Raw data:

────

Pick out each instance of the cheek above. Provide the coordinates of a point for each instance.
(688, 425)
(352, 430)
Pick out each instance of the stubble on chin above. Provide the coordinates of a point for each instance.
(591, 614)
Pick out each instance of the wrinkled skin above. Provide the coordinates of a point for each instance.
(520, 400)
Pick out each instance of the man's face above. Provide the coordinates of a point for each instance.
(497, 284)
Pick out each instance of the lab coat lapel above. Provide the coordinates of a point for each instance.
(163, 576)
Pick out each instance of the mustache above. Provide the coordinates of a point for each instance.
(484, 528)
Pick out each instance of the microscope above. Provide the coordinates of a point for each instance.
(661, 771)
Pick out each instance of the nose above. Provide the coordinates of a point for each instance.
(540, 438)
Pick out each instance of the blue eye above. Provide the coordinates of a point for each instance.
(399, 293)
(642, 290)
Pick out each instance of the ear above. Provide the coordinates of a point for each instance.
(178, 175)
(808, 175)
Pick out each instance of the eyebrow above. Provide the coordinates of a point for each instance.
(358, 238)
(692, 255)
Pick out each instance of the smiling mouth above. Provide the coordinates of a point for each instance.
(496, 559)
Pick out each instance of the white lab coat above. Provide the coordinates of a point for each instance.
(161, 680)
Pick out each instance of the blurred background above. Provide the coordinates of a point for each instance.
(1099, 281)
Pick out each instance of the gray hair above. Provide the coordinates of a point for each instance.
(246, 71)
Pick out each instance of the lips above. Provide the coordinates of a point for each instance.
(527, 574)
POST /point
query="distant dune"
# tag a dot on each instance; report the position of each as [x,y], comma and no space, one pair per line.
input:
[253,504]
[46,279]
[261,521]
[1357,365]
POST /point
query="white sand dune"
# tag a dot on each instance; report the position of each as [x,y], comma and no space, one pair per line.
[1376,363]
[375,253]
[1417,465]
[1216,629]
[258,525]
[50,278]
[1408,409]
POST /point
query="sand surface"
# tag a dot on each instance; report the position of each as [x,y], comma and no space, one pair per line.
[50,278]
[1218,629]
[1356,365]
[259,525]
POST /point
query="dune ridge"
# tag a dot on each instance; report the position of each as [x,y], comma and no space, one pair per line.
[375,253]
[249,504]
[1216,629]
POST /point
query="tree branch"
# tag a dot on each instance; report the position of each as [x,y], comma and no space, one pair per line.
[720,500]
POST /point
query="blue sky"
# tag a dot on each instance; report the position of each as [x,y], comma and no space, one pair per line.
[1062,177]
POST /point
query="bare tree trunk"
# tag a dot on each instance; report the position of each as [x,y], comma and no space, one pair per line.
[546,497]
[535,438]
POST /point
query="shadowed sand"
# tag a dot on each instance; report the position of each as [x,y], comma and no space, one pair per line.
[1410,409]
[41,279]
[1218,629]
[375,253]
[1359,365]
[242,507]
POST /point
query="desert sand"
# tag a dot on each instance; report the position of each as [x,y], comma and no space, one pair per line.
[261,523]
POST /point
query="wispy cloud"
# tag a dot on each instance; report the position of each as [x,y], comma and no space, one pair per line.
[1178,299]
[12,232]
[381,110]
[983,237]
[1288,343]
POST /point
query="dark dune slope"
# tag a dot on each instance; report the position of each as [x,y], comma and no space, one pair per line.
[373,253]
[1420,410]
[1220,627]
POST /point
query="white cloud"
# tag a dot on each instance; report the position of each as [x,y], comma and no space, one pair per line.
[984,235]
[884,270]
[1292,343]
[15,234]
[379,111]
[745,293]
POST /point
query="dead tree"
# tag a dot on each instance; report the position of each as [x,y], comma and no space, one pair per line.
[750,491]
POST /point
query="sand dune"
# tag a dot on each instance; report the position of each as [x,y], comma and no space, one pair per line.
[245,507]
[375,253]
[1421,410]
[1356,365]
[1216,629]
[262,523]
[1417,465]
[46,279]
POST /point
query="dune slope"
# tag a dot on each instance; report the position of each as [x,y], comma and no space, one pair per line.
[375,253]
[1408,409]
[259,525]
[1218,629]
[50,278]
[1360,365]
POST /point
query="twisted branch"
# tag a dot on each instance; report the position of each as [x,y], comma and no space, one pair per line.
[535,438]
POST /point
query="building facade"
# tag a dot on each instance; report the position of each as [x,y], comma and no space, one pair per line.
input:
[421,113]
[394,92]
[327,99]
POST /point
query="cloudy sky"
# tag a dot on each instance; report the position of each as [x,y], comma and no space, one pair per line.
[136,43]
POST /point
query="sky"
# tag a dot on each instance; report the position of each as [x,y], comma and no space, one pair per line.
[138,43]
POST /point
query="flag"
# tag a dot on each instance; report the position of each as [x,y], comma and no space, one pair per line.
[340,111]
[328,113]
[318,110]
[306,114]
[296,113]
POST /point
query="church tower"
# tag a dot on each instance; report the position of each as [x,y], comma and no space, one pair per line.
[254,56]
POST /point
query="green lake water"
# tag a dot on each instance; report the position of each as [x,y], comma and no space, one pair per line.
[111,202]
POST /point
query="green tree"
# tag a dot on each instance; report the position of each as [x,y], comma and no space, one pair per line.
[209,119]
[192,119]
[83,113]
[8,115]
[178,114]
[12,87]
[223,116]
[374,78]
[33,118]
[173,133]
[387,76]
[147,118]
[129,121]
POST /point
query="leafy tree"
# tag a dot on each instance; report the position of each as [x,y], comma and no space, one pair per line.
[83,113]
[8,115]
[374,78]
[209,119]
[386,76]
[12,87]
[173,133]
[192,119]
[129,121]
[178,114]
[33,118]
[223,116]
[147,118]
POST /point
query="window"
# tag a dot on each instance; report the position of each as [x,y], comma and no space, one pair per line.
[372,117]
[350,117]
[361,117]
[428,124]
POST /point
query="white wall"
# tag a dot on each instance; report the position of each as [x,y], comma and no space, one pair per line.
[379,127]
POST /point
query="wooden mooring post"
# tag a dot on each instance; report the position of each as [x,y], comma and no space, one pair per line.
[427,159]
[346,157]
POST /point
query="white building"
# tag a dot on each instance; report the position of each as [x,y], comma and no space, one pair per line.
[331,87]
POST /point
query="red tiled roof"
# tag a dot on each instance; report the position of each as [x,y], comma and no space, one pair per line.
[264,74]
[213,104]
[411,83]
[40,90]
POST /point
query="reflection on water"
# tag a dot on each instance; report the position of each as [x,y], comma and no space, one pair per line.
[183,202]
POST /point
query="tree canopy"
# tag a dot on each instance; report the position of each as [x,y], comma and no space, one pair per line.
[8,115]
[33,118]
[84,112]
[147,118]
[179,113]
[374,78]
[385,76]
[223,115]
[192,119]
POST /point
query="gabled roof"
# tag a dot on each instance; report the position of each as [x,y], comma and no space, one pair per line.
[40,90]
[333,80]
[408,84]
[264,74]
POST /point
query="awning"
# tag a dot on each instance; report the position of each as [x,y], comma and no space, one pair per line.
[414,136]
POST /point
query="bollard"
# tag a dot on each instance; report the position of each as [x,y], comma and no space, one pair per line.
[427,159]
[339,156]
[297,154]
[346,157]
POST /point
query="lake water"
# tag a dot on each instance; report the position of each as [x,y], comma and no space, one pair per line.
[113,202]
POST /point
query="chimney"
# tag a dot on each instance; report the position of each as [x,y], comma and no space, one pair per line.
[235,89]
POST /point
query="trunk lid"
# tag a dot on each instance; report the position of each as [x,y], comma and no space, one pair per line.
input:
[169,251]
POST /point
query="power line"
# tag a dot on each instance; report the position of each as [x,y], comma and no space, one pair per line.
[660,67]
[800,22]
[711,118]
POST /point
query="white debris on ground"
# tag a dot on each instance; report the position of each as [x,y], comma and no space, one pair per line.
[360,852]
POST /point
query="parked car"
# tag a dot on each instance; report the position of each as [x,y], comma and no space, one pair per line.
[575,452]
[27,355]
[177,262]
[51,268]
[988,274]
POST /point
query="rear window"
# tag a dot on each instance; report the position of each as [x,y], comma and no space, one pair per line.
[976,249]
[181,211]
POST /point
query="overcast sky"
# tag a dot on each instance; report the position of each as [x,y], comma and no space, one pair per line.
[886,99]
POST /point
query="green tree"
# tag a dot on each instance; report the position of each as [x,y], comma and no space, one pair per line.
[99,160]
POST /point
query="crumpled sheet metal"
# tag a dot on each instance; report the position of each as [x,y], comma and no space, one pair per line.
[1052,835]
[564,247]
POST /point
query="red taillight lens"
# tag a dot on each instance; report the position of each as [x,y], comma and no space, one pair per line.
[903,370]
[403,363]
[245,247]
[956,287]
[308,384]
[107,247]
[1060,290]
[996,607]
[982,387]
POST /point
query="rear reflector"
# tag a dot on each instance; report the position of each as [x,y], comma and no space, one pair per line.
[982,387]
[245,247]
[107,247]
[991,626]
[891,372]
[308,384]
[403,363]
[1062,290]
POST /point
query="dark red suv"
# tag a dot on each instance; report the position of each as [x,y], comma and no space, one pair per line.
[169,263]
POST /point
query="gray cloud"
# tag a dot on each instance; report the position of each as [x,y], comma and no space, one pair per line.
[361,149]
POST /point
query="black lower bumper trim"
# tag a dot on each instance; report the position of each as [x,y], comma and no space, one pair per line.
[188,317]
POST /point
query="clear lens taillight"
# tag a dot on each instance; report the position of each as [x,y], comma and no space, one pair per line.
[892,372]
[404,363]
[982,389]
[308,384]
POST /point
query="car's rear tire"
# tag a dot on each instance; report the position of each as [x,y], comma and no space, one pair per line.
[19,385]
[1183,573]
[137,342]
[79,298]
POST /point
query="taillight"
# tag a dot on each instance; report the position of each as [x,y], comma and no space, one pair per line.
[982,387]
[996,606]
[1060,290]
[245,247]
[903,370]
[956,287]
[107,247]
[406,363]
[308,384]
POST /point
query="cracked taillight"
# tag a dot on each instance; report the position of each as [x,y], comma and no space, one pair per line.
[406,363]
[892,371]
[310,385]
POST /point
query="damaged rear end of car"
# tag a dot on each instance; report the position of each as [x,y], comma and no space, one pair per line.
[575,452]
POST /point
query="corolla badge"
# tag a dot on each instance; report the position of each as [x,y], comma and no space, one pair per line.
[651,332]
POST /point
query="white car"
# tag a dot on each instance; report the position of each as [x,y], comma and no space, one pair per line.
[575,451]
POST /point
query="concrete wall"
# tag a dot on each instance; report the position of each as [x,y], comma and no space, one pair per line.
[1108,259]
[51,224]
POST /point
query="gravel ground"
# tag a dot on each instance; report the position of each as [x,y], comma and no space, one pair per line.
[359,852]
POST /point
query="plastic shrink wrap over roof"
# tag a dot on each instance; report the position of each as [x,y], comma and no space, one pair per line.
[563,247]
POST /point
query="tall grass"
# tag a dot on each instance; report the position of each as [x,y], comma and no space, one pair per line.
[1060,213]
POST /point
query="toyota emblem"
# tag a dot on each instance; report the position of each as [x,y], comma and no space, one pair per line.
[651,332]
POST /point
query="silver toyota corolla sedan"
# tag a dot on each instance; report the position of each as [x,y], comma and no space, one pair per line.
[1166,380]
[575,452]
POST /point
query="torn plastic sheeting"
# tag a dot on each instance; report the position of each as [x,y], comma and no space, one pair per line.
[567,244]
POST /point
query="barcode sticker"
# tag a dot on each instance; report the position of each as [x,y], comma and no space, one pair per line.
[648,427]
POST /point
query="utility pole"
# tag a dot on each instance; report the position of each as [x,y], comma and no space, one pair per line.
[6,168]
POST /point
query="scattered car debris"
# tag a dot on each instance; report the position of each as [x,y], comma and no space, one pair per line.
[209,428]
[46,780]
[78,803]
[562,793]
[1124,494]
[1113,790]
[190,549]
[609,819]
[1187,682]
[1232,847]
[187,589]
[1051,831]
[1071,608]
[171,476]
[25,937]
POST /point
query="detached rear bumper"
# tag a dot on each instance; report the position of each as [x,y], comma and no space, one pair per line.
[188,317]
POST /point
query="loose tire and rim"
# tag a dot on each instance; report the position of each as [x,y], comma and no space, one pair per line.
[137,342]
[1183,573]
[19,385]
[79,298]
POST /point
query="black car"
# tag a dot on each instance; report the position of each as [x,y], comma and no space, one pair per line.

────

Prompt:
Count the lines in the records above that contain the string "plastic". State only the number.

Exercise result:
2